- WHAT YOU WILL DO: Copy the records below line for line, leaving out the pictures.

===

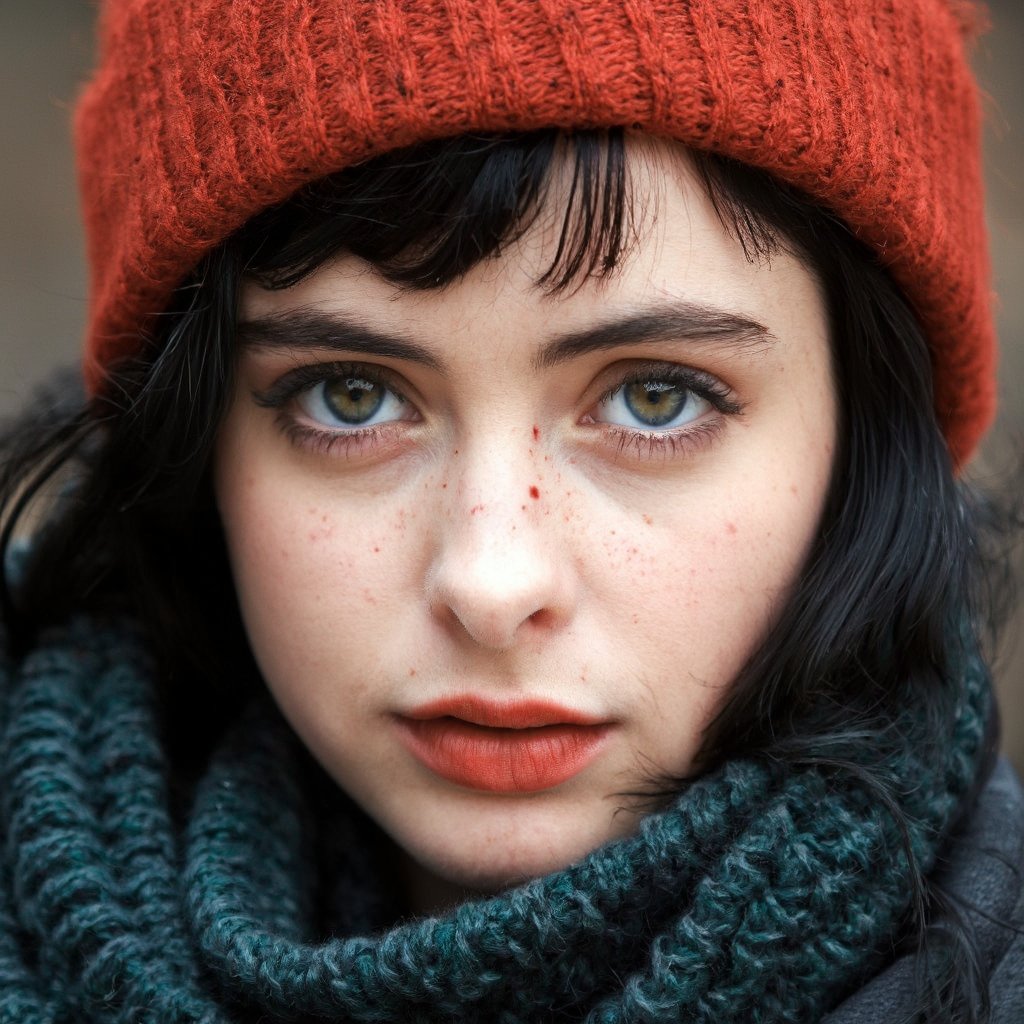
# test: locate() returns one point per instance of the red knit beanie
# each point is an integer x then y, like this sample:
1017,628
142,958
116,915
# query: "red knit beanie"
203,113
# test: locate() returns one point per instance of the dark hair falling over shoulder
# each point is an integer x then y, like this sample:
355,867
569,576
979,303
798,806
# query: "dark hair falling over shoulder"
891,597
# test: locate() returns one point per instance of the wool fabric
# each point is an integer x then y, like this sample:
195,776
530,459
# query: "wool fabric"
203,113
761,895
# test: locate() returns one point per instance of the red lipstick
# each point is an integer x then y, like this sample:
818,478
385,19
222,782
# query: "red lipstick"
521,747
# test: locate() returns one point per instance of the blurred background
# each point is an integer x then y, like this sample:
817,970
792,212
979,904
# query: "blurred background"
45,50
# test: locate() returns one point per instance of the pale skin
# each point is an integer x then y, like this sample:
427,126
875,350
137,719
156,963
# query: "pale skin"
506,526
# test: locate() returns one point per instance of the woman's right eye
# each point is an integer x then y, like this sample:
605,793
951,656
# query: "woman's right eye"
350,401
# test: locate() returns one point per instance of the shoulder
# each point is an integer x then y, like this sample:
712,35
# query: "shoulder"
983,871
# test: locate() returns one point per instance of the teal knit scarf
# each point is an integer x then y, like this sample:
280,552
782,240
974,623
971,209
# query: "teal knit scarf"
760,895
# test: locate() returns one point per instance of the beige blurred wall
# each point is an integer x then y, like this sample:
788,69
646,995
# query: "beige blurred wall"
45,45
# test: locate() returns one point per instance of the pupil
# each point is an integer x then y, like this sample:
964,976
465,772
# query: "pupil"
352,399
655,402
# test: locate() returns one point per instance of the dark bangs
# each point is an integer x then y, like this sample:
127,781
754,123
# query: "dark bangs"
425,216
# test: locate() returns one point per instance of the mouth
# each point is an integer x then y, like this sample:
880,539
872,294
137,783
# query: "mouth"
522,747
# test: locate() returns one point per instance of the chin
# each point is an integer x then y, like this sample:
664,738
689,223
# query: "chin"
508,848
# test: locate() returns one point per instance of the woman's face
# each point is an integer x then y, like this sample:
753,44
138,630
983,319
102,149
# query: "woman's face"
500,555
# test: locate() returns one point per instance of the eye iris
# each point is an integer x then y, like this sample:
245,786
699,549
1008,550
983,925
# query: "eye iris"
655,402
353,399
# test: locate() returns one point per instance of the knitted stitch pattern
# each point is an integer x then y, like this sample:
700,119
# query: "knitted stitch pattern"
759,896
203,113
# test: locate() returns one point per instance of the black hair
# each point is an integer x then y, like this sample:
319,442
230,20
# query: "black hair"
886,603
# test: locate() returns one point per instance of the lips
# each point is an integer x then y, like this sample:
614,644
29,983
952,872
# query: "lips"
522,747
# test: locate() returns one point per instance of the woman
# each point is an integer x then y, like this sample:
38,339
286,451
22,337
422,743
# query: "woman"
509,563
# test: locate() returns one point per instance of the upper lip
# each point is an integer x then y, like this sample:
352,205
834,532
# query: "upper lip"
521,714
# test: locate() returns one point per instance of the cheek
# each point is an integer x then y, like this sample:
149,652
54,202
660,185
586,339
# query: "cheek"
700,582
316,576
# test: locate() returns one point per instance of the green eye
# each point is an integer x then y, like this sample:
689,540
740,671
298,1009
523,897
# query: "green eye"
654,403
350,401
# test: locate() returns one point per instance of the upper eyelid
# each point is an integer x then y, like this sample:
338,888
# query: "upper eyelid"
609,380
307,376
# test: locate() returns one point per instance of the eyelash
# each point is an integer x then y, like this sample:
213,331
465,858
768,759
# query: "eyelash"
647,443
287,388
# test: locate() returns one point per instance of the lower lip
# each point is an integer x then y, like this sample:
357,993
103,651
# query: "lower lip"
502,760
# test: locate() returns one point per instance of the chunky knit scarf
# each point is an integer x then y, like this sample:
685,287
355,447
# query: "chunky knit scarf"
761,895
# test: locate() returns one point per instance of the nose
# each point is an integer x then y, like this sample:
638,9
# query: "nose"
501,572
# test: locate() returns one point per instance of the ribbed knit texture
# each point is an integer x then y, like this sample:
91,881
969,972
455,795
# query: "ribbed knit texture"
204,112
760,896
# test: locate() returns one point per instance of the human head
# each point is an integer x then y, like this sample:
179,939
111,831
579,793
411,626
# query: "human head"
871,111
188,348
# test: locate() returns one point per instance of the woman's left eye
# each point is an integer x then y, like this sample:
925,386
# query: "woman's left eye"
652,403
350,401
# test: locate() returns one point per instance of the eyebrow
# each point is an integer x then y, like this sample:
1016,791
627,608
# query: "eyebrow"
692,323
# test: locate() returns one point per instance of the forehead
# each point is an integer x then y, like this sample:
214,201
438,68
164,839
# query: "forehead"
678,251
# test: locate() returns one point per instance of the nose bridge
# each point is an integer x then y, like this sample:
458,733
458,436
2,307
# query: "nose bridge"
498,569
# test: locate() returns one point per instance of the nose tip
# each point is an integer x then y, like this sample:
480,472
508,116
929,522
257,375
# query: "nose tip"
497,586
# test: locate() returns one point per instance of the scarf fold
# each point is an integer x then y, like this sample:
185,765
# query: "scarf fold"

===

- ANSWER BELOW:
# test: locate() returns one point per instance of the red knit beanie
# each point is an integer x then y, like this sample:
1017,628
142,958
116,915
# query: "red knit beanie"
203,113
# test: locate() returns one point per instance of the dark hair falling over shoulder
# each point is an integer x then y, like this sample:
355,867
569,576
979,303
798,806
# query: "dark hair falling over shoulder"
891,597
# test: locate() returns one point per instance of the wool fabric
# each point is an integer x then y, like this sample:
195,776
530,459
# query: "wool fabric"
203,113
761,895
# test: locate() returns one point per instance of the red lipstick
# each point is an integer x then y, like this sample:
818,478
385,19
222,782
# query: "red lipstick"
521,747
# test: locate() returns one point per instance of the blurred background
# each point is an integer x then y, like this sample:
817,970
792,212
979,904
# query: "blurred background"
45,50
# test: locate() returns one point per instance of the pale skin
# each point is an integer x then y, like this sample:
427,126
875,350
137,719
156,963
# query: "pale skin"
506,526
# test: locate() returns one point per instance of the woman's right eye
# each point is an integer x then y, like this sample:
605,793
951,656
# query: "woman's right eye"
350,401
# test: locate() returns one point per instance of the shoulder
# each point is an integer x then y, like this sample:
712,35
# query: "shoulder"
983,871
# test: locate() returns one point per instance of the teal knit scarf
# each point is an integer x then y, like this sample:
280,552
782,240
974,623
971,209
# query: "teal knit scarf"
760,895
# test: locate() returns one point per instance of the beige blurred wall
# each point is an integer x then y, like this sample:
788,69
646,995
# query: "beige blurred wall"
45,45
# test: locate() returns one point per instance of the pupil
# each point is an integer x then y, like this sample:
964,976
465,772
# query: "pupil"
352,399
655,402
# test: locate() returns one point per instance of the dark bangs
# each point is an integer x then y, like this sample:
127,781
754,123
# query: "dark bangs"
425,216
# test: locate() returns one point per instance of the mouth
# each point is an integer x then y, like this sample:
880,539
872,294
137,783
# query: "mouth"
522,747
# test: locate() returns one point per instance of the chin
# each point is an integer x then y, like this sample:
664,738
689,223
# query: "chin"
508,848
# test: locate() returns one point per instance of the woman's face
# each point is an integer x then y, like this sample:
753,44
138,630
983,319
102,149
# query: "woman's face"
500,555
# test: locate() returns one point per instance of the eye iris
# each point is an integer x then y, like this sample:
245,786
699,549
1008,550
983,925
# query: "eye iris"
655,402
353,399
# test: locate() returns one point per instance of the knitted stitch pattern
# each point is an integer x then y, like this sample:
700,119
# query: "knitted stitch pattern"
759,896
203,113
# test: locate() returns one point per instance of the black hair
# each point is an integer x then y, like this sample:
319,442
230,20
# query: "black hair"
886,603
# test: locate() returns one point per instance of the lips
# each point is an integer x then y, like this sample:
614,644
29,983
952,872
# query: "lips"
522,747
# test: locate() returns one point per instance of the woman
# each point is an integer x then y, like this sample:
38,339
286,451
22,337
422,743
# query: "woman"
509,563
# test: locate() returns one point per instance of the upper lip
# each point is an integer x then y, like this sample:
352,205
834,532
# query: "upper lip"
521,714
# test: locate() returns one point per instance of the cheek
# each point is an integer x then y, like this sample:
149,652
54,202
660,185
586,339
# query: "cheek"
700,582
316,576
# test: locate() returns one point per instance of the green eye
# each point is an integer x then y, like this sample:
689,540
740,671
298,1009
523,897
# query: "green eye"
654,403
350,401
# test: locate() returns one point per instance of the upper eyelid
# each point is an integer x then y, like this sample:
338,888
# query: "upper eyelid"
609,380
307,376
# test: locate() returns one point per instance of the eyelash
# each point is an integer x then y, like this sample:
213,331
465,858
768,759
# query: "eyelash"
647,443
287,388
# test: locate() returns one point per instance of the lower lip
# each point is an integer x then y, like this sample:
357,993
103,651
# query: "lower lip"
502,760
# test: locate() returns one point per instance of the chunky knit scarf
# each point is an integer x then y, like this sample:
685,287
355,447
# query: "chunky knit scarf"
761,895
# test: locate() returns one point per instance of the nose
# each point is an integer x then y, like this sample:
638,9
# query: "nose"
501,572
# test: locate() returns one point per instance of the ribbed knit texture
# each point is an integer x then y, like this sample:
91,881
969,972
455,795
# query: "ribbed knit texture"
204,112
760,896
# test: locate() returns one point per instance of the human head
# each point is an integer x then y, like this sample:
179,939
111,831
579,793
411,626
# query: "human head"
871,111
188,348
# test: locate() returns one point per instance of the woman's left eye
# each point is an integer x then y, like this sample:
925,386
# query: "woman's left eye"
652,403
350,401
# test: locate() returns one point per instance of the eyebrow
# each point is an integer x then y, like this sample:
1016,791
627,608
# query: "eyebrow"
692,323
# test: locate() returns one point per instance of the forehead
# each point is an integer x then y, like this sample:
214,201
438,68
164,839
# query: "forehead"
678,251
# test: locate() returns one point per instance of the nose bridge
# each point is an integer x then y, like this sample:
458,733
458,436
2,307
# query: "nose bridge"
498,569
# test: locate() returns one point per instance of the nose tip
# each point is an integer x then y, like this sample:
480,472
508,116
929,522
257,375
# query: "nose tip"
497,586
# test: locate() returns one point per instance of the scarf fold
# each point is an integer x then y, like this sample:
185,765
# query: "scarf fold"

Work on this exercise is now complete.